◆ Stored items

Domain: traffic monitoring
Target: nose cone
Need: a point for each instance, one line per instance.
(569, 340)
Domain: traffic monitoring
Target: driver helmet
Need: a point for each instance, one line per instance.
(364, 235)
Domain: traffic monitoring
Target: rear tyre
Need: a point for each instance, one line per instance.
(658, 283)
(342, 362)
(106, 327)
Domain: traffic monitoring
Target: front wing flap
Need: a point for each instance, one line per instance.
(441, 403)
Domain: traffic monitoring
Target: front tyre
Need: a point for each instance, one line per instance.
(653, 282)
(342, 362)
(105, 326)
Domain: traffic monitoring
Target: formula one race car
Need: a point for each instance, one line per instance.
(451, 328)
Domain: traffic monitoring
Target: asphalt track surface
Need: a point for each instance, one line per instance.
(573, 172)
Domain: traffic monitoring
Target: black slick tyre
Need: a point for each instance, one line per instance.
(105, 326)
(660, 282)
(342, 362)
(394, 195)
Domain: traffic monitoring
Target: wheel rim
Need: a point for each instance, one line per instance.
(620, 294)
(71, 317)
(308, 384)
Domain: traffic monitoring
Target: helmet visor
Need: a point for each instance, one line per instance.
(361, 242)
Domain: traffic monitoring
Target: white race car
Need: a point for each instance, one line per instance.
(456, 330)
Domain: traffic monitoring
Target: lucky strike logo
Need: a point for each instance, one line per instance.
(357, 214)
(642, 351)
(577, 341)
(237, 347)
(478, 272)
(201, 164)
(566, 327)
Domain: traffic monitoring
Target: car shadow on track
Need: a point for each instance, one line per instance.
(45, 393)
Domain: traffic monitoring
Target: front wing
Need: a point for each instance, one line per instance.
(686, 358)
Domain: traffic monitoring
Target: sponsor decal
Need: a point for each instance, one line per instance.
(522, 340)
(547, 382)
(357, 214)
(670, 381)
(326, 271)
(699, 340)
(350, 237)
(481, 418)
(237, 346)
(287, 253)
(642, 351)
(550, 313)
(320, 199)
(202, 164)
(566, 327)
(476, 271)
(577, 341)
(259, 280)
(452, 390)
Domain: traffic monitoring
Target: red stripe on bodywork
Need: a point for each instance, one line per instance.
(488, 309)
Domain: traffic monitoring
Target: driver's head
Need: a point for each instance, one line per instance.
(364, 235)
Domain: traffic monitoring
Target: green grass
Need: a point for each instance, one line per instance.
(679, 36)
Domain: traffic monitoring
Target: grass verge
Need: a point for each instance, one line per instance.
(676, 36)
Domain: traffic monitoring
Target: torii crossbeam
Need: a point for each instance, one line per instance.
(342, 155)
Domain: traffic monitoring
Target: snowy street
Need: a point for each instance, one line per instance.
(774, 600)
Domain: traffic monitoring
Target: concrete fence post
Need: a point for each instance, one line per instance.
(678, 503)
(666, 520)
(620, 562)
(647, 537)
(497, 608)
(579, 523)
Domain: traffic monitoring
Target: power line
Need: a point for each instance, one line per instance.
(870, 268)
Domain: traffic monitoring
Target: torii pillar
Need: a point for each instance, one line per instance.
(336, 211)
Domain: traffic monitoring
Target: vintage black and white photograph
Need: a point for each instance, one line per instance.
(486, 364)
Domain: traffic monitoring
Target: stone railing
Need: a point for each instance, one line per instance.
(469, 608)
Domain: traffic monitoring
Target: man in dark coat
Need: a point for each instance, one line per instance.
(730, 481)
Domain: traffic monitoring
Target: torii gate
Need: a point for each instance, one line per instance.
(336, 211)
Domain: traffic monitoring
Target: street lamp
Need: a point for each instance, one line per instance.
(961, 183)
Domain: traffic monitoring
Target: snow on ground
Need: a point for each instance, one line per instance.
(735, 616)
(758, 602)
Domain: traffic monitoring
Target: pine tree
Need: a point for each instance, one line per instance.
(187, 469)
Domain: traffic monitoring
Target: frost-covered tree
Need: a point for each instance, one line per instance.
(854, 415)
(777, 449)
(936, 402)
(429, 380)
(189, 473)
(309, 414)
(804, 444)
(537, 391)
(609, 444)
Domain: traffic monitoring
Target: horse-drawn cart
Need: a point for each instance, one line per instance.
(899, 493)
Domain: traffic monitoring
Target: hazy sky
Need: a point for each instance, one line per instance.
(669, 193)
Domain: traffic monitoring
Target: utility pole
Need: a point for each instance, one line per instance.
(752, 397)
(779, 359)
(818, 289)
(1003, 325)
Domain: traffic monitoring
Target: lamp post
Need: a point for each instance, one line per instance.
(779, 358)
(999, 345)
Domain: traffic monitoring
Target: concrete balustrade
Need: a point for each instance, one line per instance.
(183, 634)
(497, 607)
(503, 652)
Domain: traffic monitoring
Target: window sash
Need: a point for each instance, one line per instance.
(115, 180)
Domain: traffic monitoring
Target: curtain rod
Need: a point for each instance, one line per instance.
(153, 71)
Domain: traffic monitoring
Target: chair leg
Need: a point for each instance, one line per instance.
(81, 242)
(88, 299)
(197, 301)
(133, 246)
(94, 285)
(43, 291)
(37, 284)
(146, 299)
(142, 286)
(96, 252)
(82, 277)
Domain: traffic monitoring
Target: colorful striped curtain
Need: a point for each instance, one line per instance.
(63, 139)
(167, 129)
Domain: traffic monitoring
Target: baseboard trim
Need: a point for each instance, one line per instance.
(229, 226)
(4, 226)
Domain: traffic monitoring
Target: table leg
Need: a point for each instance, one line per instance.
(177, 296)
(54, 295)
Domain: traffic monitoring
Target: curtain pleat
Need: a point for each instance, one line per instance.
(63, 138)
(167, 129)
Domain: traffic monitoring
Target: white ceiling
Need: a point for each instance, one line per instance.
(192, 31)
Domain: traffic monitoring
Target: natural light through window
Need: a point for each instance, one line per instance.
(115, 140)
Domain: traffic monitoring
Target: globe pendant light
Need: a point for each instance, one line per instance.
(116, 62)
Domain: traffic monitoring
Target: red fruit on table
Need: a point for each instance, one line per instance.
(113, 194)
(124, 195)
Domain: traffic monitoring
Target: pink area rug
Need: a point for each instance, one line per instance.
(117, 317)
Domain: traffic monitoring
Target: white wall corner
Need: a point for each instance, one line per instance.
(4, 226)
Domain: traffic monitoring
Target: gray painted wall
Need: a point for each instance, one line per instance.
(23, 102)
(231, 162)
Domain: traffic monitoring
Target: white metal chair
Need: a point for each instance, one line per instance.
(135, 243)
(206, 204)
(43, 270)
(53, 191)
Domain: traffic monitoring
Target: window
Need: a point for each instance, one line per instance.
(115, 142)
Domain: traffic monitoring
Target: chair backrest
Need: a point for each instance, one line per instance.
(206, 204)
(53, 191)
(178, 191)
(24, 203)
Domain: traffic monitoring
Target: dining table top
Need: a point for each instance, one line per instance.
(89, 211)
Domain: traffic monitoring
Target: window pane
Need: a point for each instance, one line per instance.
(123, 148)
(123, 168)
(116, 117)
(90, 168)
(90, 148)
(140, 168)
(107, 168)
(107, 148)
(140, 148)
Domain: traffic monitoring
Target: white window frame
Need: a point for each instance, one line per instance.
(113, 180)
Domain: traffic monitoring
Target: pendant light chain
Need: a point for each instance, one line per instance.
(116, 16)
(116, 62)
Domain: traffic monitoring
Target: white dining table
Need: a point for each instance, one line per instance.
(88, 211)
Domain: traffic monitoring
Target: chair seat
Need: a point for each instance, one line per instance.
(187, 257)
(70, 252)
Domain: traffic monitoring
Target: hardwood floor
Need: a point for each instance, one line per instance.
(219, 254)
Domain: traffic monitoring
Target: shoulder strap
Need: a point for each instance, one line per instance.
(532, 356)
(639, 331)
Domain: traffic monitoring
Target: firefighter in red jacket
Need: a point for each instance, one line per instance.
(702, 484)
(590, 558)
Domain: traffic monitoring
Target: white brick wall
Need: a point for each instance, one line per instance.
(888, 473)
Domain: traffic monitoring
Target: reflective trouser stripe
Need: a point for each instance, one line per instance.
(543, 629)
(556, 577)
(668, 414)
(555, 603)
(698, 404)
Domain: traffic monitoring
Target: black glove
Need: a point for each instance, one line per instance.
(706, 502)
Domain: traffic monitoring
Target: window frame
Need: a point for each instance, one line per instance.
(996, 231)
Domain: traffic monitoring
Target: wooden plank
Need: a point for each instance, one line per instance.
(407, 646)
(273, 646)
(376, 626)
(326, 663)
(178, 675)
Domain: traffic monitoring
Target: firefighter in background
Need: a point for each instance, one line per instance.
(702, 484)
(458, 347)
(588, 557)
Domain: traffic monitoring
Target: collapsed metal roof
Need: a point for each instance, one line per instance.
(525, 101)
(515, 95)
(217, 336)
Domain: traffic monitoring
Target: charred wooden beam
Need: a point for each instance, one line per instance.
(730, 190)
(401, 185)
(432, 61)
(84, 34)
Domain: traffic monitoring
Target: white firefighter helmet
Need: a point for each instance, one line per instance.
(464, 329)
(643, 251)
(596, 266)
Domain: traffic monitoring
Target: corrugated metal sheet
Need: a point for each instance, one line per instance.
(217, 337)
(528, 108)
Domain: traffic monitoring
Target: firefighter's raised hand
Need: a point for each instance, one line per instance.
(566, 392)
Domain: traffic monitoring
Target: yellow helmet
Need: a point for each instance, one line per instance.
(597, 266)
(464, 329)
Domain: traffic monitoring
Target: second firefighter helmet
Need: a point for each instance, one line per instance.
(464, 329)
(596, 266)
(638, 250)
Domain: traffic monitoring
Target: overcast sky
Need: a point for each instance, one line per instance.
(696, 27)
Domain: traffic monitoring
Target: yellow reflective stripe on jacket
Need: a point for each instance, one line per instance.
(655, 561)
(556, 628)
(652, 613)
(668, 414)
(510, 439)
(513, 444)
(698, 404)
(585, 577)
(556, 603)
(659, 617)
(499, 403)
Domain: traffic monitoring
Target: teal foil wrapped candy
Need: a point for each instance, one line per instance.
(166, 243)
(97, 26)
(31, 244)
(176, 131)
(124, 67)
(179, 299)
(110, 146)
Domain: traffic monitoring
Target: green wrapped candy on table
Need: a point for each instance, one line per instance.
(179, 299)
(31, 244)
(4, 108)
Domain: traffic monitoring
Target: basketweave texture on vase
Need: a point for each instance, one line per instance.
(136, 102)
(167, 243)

◆ Work request
Search the records for the string "yellow" and return every line in which it occurs.

◆ Your solution
Target: yellow helmet
Target: yellow reflective stripe on jacket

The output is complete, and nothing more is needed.